## Tasks and exercises
A) Name every kind of plant that the passage about the St. Johns River lists as part of the forest mix it praises.
B) Output the part of the passage about the St. Johns River that opens with the words containing "The first half" and closes with "over water rights.".
C) Carry the passage about the St. Johns River forward with its next part, starting after its final sentence.

## Document text
****************
Next to fishermen, birdwatchers constitute the largest audience for his often contrary remarks. He talked with a woman who had been watching a hawk fishing and voiced her admiration for this aggressive bird. Waitley’s dry response to her exuberance: “What about the fish?”

The first half of the book finds him at the headwaters of the St. Johns River, where he contemplates this largely managed river and the chain of lakes which it drains. Much of the area is in the Ocala National Forest, east and south of Ocala. Several magnificent springs feed the St. Johns its waters, via the Ocklawaha River. The St. Johns is perhaps the most “historic” of Florida’s rivers. It saw action in the Civil War, participated in the cattle business, and later the cotton economy. Its fresh waters have been the cause of many a squabble over water rights.

Much of the area was logged in the early part of the last century, and the forests that Waitley admires are mostly second growth. Exotic flora and fauna are a major problem; “suburban estates” are a relatively recent exotic. But the original biodiversity of the swamps and drier areas is recovering. He admires the mix of longleaf pines, turkey oaks, and wiregrass. Lots of water birds and indigenous mammals, including the black bear, are coming back – despite the fragmentation of the forests. There is a continuing threat of wild fires, usually caused by lightening.

The St Johns acquired a tourist industry in the early twentieth century. President Roosevelt’s Civilian Conservation Corp and the Works Progress Administration acquired land and built infrastructure to facilitate that use. The pleasantly quaint structures are now serving as visitor centers

More recently the proposal for a Cross Florida Barge Canal threatened to alter the Ocklawaha and other tributaries of the St. Johns. Begun in the 1930s during the New Deal, the Canal’s construction was halted during WWII. Fortunately the Canal never happened thanks to The Florida Defenders of the Environment. But we still have the Kirkpatrick Dam, part of the Canal’s infrastructure, and hence their continuing demand that we “Set the Ocklawaha Free.”
****************
## Data
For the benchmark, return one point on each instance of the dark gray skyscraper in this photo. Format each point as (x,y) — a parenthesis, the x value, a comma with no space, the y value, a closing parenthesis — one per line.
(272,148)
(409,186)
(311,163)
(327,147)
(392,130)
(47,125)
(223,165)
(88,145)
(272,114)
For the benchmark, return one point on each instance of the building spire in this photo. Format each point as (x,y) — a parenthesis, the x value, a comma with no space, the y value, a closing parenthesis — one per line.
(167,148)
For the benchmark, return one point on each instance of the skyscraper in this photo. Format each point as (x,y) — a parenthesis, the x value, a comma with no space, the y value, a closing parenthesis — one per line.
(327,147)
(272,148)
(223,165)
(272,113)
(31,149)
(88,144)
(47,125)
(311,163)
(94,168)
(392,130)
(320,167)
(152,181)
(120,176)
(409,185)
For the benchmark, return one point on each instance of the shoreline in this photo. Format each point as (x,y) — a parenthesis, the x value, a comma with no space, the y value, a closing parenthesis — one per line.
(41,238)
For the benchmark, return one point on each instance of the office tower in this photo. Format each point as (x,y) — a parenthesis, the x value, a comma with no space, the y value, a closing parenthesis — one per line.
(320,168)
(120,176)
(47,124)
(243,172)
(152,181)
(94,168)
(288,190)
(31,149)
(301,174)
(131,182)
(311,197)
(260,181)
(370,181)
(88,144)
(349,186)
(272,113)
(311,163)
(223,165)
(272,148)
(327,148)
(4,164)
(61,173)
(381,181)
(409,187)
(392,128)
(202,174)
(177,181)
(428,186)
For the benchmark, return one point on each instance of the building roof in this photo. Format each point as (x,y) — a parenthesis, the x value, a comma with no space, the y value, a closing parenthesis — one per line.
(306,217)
****************
## Solved problems
A) Longleaf pines, turkey oaks, and wiregrass.

B)
The first half of the book finds him at the headwaters of the St. Johns River, where he contemplates this largely managed river and the chain of lakes which it drains. Much of the area is in the Ocala National Forest, east and south of Ocala. Several magnificent springs feed the St. Johns its waters, via the Ocklawaha River. The St. Johns is perhaps the most “historic” of Florida’s rivers. It saw action in the Civil War, participated in the cattle business, and later the cotton economy. Its fresh waters have been the cause of many a squabble over water rights.

C)
On to the “Nature Coast,” beginning at Tampa Bay. Waitley has crossed over a peninsular “divide,” a central “highland” that results in the St. Johns and its tributaries flowing north into the Atlantic, while another set of rivers on the west side of the Florida peninsula flow into the Gulf of Mexico.

Florida’s Gulf Coast is a product of its salt marshes which dominate the mouths of its rivers, the Withlacoochee and the Suwannee. The Gulf does not provide waves, hence no sandy beaches. The Big Bend’s most prominent vegetation are the mangrove swamps. Its bays shelter several good-sized mammals: the porpoise (dolphin) and the manatee. The marshes are the winter habitat for migratory birds. This region is looked after by the Southwest Water Management District called Swiftmud.

Cedar Key is perhaps the most interesting of the Gulf’s coastal towns. This and adjoining keys lost their cedar trees, harvested to be used as railroad ties. After the adoption of creosote, cedar railroad ties were phased out. Cedar was a common ingredient in lead pencils and Cedar Key continued to be a manufacturing town. It was also a port city, being the terminus of a railroad from its wharfs to Fernandina, on the Atlantic Ocean side. The Key’s mangrove swamps are recovering nicely from a hard freeze 30 years ago.

Leaving the salt marshes and driving north and east brings the motorist into Gainesville and the nearby Devil’s Millhopper Geological State Park and Paynes Prairie Preserve State Park. The Devil’s Millhopper is a huge sink hole, the result of Florida being on a limestone shelf that is vulnerable to salt water intrusion and collapse, in this case centuries ago. The Prairie is the remains of a large, shallow lake. It played a role in the establishment and then demise of the region’s citrus industry.

Waitley pays relatively little attention to the Seminoles or other Native Americans, the invasion of their lands by white agriculturalists and their slave workforce. Nor does he mention East Florida and West Florida, chunks of the Spanish New World along the Gulf Coast.

I’ll take Douglas Waitley’s Easygoing Guide to Natural Florida with me when I explore the various State Parks and Preserves. The parks are a wonderful resource, and damn it, not to be swallowed up by coastal condominiums and golf courses.

Cattle Kingdom; The Hidden History of the Cowboy West by Christopher Knowlton. Harcourt, 2017.

Cattle Kingdom; The Hidden History of the Cowboy West by Christopher Knowlton. Harcourt, 2017.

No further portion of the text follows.